MATERIAL PROVIDED -
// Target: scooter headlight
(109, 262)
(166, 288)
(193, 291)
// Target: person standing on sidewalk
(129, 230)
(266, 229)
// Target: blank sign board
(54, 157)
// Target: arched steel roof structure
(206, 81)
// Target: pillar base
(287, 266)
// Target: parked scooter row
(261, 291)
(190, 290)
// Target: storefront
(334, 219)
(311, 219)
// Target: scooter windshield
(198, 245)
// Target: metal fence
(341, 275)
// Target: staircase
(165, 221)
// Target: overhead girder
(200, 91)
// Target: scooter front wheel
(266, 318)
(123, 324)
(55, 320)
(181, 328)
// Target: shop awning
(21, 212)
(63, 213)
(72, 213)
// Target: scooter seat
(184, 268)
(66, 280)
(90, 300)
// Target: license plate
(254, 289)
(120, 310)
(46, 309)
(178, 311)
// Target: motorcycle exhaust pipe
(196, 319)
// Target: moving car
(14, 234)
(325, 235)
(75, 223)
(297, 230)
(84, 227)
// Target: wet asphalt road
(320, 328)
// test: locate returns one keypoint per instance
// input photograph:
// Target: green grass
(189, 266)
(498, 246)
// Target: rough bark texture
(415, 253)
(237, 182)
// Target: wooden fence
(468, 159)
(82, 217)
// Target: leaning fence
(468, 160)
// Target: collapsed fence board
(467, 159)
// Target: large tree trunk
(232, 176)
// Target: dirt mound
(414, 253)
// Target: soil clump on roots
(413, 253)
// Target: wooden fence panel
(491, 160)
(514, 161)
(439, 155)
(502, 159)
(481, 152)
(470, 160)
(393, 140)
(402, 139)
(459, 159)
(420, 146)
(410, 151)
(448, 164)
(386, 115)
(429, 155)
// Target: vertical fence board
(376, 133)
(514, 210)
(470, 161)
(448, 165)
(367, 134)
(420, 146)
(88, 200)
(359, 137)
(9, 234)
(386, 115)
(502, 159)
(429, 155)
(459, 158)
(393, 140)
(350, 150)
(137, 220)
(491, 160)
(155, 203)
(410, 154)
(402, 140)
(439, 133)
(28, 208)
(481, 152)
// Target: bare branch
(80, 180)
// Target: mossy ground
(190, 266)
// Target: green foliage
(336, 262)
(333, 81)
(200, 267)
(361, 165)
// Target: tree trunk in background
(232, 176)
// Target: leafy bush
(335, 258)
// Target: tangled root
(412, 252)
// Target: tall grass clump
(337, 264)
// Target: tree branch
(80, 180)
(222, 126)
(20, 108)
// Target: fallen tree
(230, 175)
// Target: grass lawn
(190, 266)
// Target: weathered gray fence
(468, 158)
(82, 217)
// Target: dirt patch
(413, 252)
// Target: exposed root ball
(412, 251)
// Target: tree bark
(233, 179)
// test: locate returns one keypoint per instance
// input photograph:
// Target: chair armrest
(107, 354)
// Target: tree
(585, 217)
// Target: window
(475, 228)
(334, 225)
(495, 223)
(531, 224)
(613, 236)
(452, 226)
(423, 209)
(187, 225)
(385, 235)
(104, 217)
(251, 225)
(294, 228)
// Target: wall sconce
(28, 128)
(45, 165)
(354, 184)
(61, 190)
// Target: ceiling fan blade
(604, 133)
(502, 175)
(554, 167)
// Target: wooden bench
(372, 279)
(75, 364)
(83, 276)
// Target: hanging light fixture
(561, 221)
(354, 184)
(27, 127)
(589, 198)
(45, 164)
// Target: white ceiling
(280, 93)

WHAT YOU HAVE TO DO - Reproduce everything in the records from the line containing "Target: wall sconce" down to the last line, keeping every line unchanged.

OUTPUT -
// Target: wall sconce
(28, 128)
(45, 165)
(354, 184)
(61, 190)
// Target: ceiling fan blade
(604, 133)
(502, 175)
(554, 167)
// Target: wooden bench
(372, 279)
(75, 364)
(83, 276)
// Target: hanging light fixture
(561, 221)
(354, 184)
(27, 127)
(589, 198)
(45, 164)
// Target: white ceiling
(280, 93)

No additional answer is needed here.